* Fragmento elegido:

+ + +

En el colegio de los hermanos Maristas, cuando te jalaban de año no podías volver a estudiar de por vida en dicho centro educativo. Era una manera de separar a los malos elementos y fomentar la competitividad. Lo mismo debiera pasar con el Estado. A los corruptos no se les debería solo inhabilitar o suspender, sino anularlos de por vida del sector público.
¿Por qué robarle al Estado es consentido? Tal vez porque los funcionarios públicos y la clase política tienen techo de vidrio, así que creen que el Poder Judicial es la casa del jabonero, donde todos resbalan. Sin embargo, ¿acaso no es tan vil la autoridad que deja sin hospital a pacientes moribundos como aquel que asalta a mano armada en la vía pública?
La tipificación penal es muy endeble con aquellas personas que asaltan el erario, permisiva si se trata de políticos. El código penal trata con guantes de seda a aquellos que teniendo el poder de manejar dinero público terminan engordando sus bolsillos. Lo peor es que sabiendo esto nadie ha movido un dedo por ejercer sanciones más ejemplares, como la inhabilitación de por vida.

+ + +

Datos de expresiones referenciales basadas en fotos
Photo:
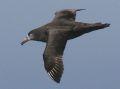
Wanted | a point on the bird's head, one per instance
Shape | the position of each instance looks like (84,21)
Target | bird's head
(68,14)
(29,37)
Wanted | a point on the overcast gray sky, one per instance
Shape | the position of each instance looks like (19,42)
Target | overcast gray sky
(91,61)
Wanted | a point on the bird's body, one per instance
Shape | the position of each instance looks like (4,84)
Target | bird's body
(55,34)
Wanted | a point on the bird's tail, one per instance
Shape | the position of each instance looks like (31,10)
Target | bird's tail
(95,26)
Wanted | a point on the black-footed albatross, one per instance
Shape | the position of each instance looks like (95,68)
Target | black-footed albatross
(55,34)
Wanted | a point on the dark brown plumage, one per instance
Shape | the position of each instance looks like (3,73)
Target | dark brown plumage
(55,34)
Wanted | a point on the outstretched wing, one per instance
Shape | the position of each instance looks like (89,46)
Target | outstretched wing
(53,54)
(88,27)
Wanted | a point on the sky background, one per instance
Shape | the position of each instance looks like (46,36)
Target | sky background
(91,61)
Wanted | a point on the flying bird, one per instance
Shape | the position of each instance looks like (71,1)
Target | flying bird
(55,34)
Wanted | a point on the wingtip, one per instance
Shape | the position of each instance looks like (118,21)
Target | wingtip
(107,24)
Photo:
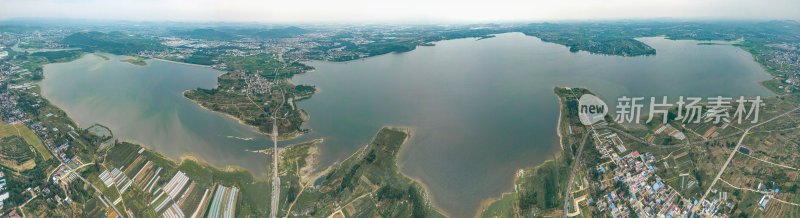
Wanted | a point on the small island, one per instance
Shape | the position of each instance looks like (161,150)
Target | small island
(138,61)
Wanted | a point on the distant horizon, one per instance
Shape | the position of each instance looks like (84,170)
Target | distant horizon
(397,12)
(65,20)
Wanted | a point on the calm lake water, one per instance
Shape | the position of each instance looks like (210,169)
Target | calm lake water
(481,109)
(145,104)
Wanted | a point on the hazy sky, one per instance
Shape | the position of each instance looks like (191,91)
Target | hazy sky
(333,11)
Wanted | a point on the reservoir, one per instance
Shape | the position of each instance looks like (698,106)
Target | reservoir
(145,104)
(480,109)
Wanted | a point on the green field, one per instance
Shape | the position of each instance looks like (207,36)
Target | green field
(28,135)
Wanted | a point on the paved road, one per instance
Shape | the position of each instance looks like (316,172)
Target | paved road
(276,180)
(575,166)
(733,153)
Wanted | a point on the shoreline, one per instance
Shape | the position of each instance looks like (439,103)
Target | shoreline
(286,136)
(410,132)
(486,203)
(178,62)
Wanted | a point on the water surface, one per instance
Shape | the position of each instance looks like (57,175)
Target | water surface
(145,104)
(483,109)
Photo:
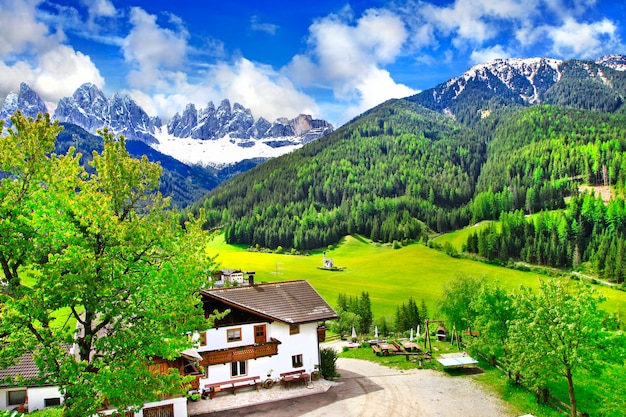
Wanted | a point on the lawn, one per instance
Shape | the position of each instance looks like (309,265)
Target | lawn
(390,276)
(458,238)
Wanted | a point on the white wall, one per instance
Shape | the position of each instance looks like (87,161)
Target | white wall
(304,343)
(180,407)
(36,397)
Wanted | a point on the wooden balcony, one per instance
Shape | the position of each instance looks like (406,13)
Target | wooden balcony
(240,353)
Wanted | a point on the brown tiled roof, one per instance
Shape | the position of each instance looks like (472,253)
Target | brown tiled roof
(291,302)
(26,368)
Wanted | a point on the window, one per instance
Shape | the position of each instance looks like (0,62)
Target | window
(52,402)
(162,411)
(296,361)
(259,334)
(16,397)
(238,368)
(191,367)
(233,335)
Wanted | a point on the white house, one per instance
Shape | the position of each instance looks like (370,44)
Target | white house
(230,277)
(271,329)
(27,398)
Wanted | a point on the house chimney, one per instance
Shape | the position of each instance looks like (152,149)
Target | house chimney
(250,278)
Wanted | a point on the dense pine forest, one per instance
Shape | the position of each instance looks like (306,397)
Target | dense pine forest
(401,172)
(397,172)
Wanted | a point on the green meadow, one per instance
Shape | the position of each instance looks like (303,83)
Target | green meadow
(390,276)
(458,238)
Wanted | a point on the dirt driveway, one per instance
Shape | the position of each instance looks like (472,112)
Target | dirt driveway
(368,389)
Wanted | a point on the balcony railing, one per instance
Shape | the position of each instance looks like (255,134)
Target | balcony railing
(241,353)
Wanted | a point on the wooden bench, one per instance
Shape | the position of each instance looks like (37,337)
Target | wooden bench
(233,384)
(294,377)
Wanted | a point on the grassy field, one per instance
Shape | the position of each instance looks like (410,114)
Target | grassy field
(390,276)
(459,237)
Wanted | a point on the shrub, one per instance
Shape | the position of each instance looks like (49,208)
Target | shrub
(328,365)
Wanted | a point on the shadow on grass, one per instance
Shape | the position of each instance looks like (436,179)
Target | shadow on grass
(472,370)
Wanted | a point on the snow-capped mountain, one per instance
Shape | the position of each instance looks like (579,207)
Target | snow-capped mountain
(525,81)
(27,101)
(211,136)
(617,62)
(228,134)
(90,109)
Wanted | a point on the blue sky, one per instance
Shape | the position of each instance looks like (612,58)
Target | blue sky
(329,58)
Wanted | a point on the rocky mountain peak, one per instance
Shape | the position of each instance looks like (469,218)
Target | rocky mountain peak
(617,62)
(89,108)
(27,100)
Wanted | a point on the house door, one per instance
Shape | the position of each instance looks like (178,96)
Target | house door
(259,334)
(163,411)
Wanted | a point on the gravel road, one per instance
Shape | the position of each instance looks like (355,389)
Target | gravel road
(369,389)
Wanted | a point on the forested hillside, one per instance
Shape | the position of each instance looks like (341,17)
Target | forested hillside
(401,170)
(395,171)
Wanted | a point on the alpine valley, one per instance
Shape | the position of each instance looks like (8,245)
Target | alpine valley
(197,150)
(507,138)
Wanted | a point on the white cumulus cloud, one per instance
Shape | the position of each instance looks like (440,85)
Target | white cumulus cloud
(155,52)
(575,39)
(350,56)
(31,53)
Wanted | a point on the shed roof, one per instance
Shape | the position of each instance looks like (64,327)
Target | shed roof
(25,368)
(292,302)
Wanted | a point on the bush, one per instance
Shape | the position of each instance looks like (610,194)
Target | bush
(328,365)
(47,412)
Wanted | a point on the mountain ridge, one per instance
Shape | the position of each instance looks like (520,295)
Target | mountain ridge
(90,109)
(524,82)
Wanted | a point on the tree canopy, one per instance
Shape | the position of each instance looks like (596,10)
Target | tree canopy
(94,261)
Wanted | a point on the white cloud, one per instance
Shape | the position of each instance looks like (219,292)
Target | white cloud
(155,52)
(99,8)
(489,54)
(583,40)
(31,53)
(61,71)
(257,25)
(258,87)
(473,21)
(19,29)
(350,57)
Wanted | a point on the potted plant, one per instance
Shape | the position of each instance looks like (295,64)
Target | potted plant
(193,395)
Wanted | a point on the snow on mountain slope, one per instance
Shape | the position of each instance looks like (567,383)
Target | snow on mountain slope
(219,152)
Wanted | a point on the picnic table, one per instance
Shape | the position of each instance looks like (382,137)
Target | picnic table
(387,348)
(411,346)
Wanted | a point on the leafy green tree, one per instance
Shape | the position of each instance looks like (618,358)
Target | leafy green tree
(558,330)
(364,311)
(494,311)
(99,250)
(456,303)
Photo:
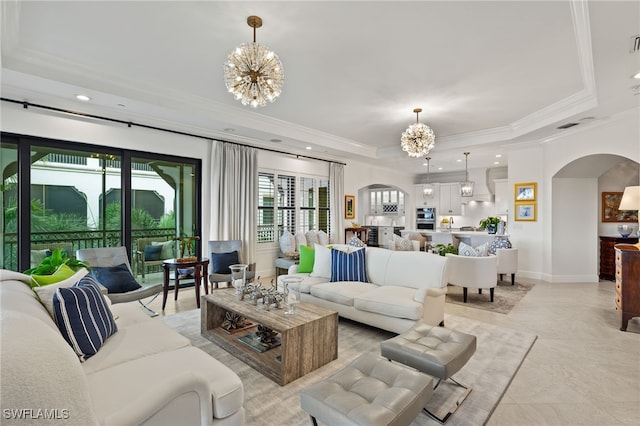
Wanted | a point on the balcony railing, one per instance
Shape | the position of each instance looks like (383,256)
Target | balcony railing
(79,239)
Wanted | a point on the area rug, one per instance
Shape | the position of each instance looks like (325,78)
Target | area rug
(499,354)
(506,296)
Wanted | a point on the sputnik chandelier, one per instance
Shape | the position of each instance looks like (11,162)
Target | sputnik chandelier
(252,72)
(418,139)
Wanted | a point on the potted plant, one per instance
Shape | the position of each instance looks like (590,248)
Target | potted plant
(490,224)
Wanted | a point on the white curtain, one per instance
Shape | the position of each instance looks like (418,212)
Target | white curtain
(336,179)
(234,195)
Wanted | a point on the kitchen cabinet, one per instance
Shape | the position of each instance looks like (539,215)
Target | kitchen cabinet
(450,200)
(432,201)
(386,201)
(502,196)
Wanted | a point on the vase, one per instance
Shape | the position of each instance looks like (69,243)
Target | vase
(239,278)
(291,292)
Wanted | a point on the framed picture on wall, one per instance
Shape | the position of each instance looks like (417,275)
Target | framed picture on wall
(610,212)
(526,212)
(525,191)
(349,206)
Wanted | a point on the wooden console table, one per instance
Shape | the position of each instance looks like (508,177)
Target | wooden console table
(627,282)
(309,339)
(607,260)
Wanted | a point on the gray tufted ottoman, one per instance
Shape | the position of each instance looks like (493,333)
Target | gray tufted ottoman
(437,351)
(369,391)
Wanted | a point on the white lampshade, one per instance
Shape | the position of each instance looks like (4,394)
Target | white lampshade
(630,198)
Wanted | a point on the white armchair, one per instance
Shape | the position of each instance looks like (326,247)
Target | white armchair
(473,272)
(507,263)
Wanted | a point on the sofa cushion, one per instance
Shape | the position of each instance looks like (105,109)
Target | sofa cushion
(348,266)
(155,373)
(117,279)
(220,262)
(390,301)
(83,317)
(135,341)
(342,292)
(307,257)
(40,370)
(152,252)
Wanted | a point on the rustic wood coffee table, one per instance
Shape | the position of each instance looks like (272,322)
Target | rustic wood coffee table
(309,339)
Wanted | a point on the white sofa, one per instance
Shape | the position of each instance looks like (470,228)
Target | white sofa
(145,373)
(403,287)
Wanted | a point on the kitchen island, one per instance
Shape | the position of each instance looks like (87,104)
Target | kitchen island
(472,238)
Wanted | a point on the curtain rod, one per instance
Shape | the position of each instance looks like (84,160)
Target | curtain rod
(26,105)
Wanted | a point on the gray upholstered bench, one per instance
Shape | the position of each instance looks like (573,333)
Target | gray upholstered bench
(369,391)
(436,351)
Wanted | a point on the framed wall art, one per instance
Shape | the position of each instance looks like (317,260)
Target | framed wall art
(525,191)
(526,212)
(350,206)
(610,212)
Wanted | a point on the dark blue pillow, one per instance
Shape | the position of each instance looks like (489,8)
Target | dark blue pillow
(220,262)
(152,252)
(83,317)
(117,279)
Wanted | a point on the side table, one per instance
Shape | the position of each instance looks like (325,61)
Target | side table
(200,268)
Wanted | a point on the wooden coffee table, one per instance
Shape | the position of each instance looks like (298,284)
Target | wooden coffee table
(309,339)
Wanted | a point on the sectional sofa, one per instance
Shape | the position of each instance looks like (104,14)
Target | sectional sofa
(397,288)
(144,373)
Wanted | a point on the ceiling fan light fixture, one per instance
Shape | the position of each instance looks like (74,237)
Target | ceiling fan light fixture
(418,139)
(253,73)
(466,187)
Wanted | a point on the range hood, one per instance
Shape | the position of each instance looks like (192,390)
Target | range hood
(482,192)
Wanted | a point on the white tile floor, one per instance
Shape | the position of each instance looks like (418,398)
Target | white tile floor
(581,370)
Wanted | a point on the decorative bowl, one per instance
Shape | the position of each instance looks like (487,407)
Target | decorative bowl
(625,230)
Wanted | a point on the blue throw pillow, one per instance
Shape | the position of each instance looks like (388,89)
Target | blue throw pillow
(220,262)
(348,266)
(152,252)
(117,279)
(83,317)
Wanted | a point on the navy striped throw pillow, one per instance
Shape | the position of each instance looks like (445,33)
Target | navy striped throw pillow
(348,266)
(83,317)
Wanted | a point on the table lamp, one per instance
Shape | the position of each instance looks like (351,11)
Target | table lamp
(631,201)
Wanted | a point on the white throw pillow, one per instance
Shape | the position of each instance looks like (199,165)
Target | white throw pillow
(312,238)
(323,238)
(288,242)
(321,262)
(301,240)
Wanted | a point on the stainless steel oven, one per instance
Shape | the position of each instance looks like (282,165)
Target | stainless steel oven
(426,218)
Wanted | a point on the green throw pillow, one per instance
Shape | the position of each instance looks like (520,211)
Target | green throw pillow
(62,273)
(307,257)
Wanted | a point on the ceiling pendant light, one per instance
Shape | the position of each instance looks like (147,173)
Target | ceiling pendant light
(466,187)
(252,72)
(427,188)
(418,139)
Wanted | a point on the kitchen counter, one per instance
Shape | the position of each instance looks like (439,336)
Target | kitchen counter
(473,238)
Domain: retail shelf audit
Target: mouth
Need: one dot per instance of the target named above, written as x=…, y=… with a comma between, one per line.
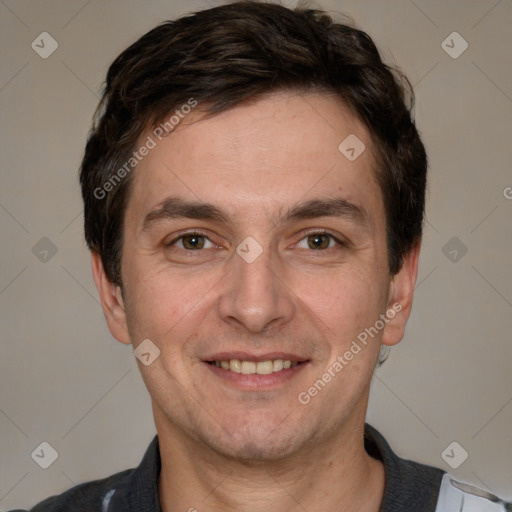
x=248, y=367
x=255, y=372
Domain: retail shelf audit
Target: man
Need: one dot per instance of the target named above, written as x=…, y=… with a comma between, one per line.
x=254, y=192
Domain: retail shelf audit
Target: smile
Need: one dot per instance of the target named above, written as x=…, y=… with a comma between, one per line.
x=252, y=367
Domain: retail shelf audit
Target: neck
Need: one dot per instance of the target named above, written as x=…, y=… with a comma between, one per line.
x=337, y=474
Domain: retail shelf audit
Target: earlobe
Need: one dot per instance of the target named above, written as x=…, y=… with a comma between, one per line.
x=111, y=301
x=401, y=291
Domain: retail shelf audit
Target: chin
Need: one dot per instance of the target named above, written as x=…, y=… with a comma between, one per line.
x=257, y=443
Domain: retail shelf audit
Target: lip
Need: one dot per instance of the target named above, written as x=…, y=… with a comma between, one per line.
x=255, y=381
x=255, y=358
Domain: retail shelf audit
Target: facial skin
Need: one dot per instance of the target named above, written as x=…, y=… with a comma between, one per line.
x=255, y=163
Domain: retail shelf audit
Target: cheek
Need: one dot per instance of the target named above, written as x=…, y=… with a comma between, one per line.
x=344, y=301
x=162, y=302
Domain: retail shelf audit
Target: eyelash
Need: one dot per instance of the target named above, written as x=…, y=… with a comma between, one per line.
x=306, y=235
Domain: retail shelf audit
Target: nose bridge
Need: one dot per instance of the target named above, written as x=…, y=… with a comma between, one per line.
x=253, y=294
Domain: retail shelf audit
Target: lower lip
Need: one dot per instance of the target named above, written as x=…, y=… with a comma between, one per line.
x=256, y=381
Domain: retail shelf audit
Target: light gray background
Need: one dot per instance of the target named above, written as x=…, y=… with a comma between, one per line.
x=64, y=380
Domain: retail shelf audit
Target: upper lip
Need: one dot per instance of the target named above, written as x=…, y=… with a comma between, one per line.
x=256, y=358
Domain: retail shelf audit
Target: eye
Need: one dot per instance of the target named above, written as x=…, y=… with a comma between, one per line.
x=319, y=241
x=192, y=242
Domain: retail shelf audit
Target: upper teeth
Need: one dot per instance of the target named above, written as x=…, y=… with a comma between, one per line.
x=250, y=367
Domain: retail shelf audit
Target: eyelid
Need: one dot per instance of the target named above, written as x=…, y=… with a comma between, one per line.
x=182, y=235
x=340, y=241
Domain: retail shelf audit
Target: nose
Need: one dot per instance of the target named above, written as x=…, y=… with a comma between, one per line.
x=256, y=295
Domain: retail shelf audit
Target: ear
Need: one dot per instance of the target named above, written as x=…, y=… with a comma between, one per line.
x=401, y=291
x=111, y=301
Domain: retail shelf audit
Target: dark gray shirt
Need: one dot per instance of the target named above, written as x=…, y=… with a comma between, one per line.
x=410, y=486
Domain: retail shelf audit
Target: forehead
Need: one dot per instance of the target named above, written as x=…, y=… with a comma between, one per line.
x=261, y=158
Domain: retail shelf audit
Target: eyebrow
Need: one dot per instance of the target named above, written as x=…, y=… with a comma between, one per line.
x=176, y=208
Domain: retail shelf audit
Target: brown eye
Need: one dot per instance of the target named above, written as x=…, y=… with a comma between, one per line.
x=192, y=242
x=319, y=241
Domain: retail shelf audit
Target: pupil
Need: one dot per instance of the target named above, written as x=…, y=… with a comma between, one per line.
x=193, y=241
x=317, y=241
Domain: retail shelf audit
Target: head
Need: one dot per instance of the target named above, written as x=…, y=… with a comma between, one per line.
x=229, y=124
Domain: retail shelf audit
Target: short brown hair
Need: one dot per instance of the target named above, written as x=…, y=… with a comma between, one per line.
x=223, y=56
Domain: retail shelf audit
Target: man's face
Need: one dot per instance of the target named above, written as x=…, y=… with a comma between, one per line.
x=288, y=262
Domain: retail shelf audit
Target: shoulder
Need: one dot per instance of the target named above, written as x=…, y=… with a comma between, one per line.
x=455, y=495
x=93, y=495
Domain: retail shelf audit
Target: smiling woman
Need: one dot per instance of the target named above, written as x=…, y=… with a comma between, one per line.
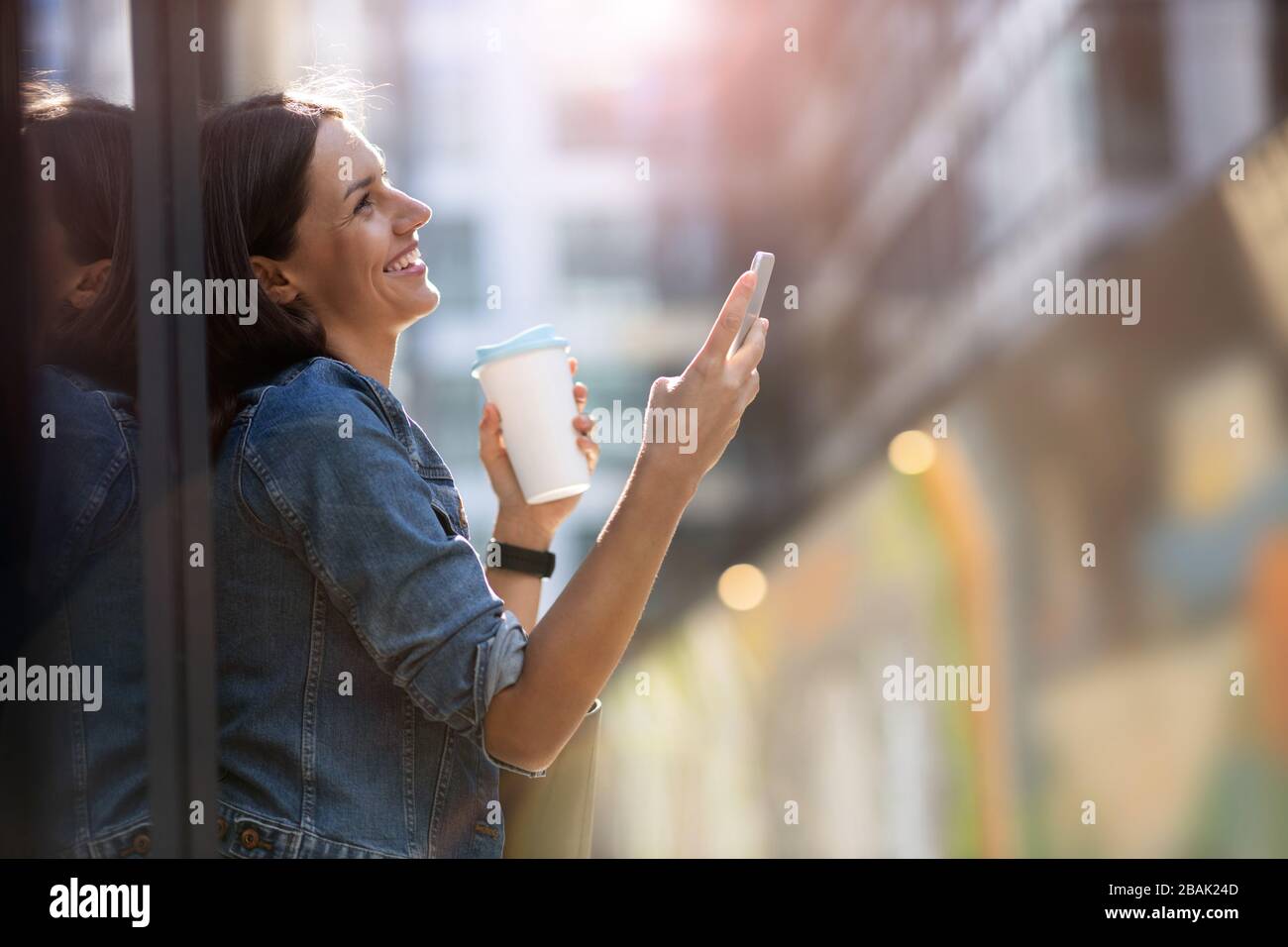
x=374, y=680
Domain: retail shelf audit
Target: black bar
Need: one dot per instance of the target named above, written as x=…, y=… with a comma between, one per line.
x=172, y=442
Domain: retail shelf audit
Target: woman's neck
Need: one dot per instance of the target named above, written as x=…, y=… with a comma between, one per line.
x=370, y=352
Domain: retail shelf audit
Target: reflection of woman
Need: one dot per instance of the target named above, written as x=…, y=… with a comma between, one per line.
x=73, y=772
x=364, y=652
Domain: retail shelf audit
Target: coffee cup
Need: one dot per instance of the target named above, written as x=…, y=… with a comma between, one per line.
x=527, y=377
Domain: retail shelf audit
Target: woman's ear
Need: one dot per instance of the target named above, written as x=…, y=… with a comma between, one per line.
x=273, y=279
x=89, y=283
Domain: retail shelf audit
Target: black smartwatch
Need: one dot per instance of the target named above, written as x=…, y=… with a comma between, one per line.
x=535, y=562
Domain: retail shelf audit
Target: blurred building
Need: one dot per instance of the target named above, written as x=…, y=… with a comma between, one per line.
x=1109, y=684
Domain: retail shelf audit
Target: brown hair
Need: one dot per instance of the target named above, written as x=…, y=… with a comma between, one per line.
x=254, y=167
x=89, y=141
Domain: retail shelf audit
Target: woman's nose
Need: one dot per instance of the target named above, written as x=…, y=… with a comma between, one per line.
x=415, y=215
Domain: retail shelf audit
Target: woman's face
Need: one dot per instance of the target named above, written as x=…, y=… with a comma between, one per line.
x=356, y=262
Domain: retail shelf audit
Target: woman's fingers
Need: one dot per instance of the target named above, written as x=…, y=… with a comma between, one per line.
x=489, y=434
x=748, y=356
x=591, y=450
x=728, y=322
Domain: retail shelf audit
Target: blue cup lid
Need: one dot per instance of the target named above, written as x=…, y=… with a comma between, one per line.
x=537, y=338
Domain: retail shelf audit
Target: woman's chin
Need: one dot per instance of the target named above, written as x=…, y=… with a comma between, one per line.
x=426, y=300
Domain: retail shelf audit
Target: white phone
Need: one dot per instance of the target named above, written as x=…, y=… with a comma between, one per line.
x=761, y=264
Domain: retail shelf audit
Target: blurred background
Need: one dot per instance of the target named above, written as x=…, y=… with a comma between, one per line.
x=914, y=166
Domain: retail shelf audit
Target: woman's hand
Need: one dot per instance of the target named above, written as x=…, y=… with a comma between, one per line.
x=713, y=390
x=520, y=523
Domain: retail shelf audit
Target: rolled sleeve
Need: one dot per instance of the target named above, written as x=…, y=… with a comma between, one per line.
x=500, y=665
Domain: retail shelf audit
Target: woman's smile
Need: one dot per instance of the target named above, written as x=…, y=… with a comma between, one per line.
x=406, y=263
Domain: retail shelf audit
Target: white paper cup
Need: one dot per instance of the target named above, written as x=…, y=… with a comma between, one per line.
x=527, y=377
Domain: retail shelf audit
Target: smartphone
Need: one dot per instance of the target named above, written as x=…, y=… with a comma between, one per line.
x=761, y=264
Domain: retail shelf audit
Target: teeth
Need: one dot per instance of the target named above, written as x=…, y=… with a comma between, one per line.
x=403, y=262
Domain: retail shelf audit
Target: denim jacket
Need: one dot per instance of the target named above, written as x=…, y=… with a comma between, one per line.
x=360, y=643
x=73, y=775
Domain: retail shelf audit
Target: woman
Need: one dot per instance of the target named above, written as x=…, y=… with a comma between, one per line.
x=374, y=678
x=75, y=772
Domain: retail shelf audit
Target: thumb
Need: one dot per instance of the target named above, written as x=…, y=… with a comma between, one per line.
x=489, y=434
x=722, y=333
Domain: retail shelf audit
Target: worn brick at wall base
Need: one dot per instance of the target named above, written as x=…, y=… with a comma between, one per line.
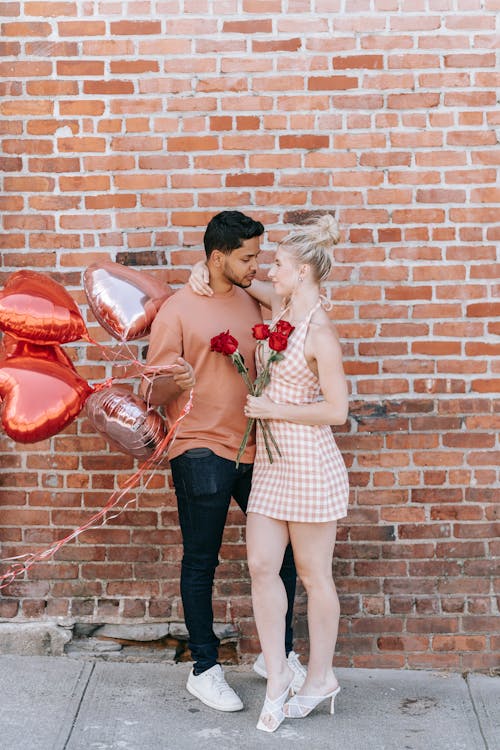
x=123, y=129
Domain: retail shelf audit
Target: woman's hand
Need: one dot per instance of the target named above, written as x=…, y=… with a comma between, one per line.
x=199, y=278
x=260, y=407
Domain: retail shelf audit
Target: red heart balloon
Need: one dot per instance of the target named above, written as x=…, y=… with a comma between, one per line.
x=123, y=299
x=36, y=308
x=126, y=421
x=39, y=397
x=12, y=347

+ + +

* Enunciado A:
Según el texto sobre la corrupción, ¿qué le ocurría en el colegio de los hermanos Maristas a un alumno al que jalaban de año?
* Enunciado B:
Prolonga el texto sobre la corrupción a partir de su última oración.
Las filas provienen de otra fuente.

* Respuesta A:
No podía volver a estudiar de por vida en ese centro educativo.

* Respuesta B:
Sin darnos cuenta, hace tanto daño aquel servidor que pide coima por tramitar un expediente para una obra como el ladrón que viola los derechos ciudadanos. Quien termina pagando los platos rotos de ese latrocinio es el poblador de a pie, a quien le construyen veredas o pistas sin cumplir con las especificaciones técnicas porque el dinero sirvió para coimear.
Entonces, la pregunta es: ¿si usted contrató a un maestro de obra que terminó robándole material sin tener en consideración la seguridad de su familia, lo volvería a llamar para otro trabajo? ¿Le perdonaría la criollada que pudo acabar en tragedia? La respuesta es obvia. Por lo tanto, ¿por qué darle chances a alguien que no tuvo en cuenta el daño del cohecho?